- **Task prompt**
Please return all lines from the records below that include the string "photo".
*** Data provided ***
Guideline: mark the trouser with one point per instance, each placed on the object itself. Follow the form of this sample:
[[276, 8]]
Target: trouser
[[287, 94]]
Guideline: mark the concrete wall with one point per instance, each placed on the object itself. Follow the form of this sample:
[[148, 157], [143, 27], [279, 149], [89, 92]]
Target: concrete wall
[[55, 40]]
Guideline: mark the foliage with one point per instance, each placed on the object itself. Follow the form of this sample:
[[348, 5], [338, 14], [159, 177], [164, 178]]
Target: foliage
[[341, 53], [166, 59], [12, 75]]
*** End of Data provided ***
*** Data provided ***
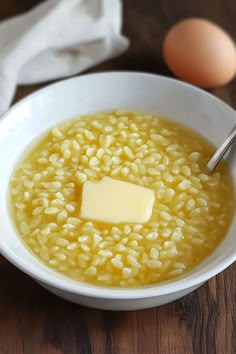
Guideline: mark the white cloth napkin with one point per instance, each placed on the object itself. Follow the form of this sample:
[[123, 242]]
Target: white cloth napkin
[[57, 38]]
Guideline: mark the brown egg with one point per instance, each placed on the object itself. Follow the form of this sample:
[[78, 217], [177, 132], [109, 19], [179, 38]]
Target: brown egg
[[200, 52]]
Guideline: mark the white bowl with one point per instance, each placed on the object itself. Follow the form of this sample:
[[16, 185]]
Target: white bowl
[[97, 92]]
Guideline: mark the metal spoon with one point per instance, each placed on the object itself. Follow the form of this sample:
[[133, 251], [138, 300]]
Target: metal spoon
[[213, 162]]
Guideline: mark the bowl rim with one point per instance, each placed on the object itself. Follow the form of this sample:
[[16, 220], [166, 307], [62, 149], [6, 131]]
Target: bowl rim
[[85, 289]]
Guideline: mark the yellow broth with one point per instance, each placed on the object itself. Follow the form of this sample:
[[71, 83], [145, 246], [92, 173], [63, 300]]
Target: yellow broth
*** End of Data provided ***
*** Data provided ***
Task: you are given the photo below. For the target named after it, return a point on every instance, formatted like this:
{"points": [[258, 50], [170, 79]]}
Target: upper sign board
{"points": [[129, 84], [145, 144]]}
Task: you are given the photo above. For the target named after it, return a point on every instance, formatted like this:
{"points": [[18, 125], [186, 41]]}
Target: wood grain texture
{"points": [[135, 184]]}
*** End of Data provided ***
- **Task response**
Task: you are given the photo below. For the target named after it, return a point on every instance, formatted like this:
Task: you are given the photo above. For the target named after it, return a point on every instance, formatted like this:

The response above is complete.